_本文抜粋_:
□ □ □
関東地方にも春一番が吹き、気温も20度近くまで上がりました。ただ、そのため花粉の飛散がはじまったようで、目がショボショボして鼻水もとまりません。またあの憂鬱な季節がはじまったのです。とは言っても、やはり春を思わせるポカポカ陽気に心も弾みます。

用事があって、自由ヶ丘と二子玉川(昔風に言えば、「オカジュウ」と「ニコタマ」ですが、今どきそんな言い方をすると笑われます)に行ったのですが、なんだかこのまま引き返すのはもったいない気がして、二子玉川から田園都市線の下り電車に乗りました。しかし、どこか行く宛てがあるわけではありません。

最初はたまプラーザで降りようかと思いました。たまプラにももう4~5年行ってません。駅ビルも改装されたらしいので見てみたい気持もありましたが、でも、やはりどうせなら知らない街に行ってみたいと思いました。それで、そのまま乗ることにしました。

次にあざみ野で市営地下鉄に乗り換えれば、新横浜経由で帰宅できます。しかし、このまま降りるのはなんだかもったいない気がして、まだ先に行くことにしました。
□ □ □
(保存済みの項目)
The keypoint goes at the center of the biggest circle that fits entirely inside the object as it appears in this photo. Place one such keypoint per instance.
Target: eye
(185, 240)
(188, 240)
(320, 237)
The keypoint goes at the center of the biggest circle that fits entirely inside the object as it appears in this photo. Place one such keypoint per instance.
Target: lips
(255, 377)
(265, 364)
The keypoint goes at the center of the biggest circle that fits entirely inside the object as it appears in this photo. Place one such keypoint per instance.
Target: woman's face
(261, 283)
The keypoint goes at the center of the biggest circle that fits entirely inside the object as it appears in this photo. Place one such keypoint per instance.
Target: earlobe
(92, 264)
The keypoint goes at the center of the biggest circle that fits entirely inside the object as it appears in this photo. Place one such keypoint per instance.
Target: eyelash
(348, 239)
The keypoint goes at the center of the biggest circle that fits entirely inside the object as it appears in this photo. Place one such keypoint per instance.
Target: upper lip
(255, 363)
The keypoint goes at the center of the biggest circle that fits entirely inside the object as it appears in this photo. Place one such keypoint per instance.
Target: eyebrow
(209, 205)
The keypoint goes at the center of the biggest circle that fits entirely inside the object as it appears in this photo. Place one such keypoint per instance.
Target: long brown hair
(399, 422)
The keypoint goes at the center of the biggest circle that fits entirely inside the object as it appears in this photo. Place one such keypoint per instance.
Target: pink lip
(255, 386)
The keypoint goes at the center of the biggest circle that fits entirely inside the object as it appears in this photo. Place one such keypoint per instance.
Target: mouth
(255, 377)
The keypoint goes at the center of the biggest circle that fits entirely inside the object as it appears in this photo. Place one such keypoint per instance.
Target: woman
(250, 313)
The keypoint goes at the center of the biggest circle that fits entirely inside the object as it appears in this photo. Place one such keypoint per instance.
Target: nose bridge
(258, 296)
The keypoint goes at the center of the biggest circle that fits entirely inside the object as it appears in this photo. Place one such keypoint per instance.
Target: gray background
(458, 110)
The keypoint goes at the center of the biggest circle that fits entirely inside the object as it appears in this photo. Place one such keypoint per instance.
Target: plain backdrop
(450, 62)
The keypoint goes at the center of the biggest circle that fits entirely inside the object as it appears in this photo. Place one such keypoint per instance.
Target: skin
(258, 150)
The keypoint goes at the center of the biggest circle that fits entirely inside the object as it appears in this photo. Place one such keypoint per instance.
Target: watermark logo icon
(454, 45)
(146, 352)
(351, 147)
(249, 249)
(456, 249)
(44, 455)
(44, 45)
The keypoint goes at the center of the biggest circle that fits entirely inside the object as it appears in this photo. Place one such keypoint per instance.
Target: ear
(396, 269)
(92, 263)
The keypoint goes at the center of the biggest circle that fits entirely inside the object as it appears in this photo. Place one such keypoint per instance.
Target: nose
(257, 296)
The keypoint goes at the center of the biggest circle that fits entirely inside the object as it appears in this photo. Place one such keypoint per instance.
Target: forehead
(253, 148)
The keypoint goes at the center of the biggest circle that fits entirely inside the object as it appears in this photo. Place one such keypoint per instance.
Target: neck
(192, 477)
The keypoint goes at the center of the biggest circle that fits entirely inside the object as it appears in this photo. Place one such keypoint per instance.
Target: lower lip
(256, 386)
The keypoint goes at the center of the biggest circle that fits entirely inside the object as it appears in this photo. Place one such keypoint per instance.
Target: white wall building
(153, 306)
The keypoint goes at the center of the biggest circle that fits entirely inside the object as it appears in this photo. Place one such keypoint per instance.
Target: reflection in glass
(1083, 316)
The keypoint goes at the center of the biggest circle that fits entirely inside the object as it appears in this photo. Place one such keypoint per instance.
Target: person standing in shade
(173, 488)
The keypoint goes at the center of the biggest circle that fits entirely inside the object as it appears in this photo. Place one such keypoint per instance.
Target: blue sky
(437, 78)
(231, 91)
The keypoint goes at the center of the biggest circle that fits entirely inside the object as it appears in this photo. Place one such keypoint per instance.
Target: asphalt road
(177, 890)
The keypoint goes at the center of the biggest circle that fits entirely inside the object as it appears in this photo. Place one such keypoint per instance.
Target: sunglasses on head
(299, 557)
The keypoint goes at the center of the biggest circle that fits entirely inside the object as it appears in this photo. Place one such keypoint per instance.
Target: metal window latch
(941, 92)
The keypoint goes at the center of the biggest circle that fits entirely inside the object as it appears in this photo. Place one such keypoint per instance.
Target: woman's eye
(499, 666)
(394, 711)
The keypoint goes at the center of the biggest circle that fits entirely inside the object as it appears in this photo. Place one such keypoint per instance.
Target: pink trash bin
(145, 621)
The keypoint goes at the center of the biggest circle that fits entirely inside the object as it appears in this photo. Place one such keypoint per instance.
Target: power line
□ □ □
_実施する作業_:
(a) 本文によると、筆者が二子玉川から乗った電車は何か。
(b) 本文の「最初はたまプラーザで」で始まる段落を、主な内容を残して短くまとめよ。
(c) 本文の「関東地方にも春一番が吹き、気」から「まだ先に行くことにしました。」までの部分を、一字も変えずに書き写してください。
データはこの作業には関係しません。

_回答一覧_:
(a) 田園都市線の下り電車です。

(b) 最初はたまプラーザで降りようと思った。4~5年行っておらず、改装されたという駅ビルも見たかったが、どうせなら知らない街に行きたいと考え、そのまま乗り続けた。

(c)
関東地方にも春一番が吹き、気温も20度近くまで上がりました。ただ、そのため花粉の飛散がはじまったようで、目がショボショボして鼻水もとまりません。またあの憂鬱な季節がはじまったのです。とは言っても、やはり春を思わせるポカポカ陽気に心も弾みます。

用事があって、自由ヶ丘と二子玉川(昔風に言えば、「オカジュウ」と「ニコタマ」ですが、今どきそんな言い方をすると笑われます)に行ったのですが、なんだかこのまま引き返すのはもったいない気がして、二子玉川から田園都市線の下り電車に乗りました。しかし、どこか行く宛てがあるわけではありません。

最初はたまプラーザで降りようかと思いました。たまプラにももう4~5年行ってません。駅ビルも改装されたらしいので見てみたい気持もありましたが、でも、やはりどうせなら知らない街に行ってみたいと思いました。それで、そのまま乗ることにしました。

次にあざみ野で市営地下鉄に乗り換えれば、新横浜経由で帰宅できます。しかし、このまま降りるのはなんだかもったいない気がして、まだ先に行くことにしました。